Stated task: Retype every line of the listing below word for word, leaving out the picture.

Provided records:
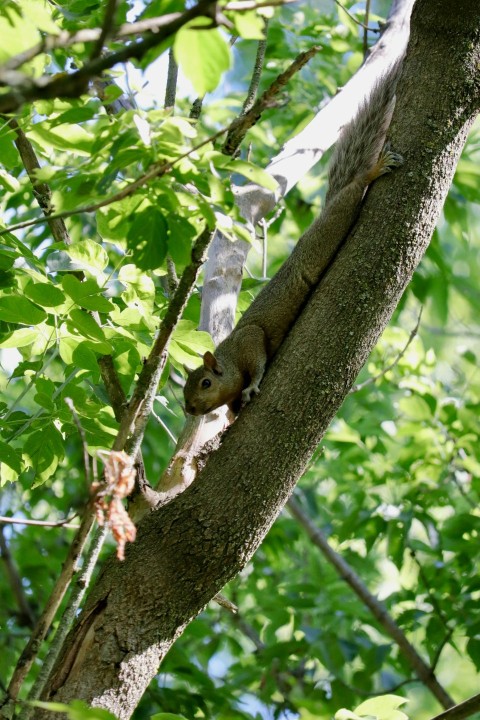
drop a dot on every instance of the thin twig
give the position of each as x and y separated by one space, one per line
69 567
40 523
378 609
15 579
41 190
172 77
372 380
81 432
26 89
462 710
366 29
157 170
81 585
107 28
143 396
243 123
65 39
257 72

Result of this task:
drop a dot on every instance of the thin twig
give the position of each as x and y separated by one space, one per line
69 567
40 523
378 609
15 579
41 190
172 77
372 380
81 432
26 89
462 710
366 29
157 170
81 585
107 28
143 396
243 123
65 39
257 72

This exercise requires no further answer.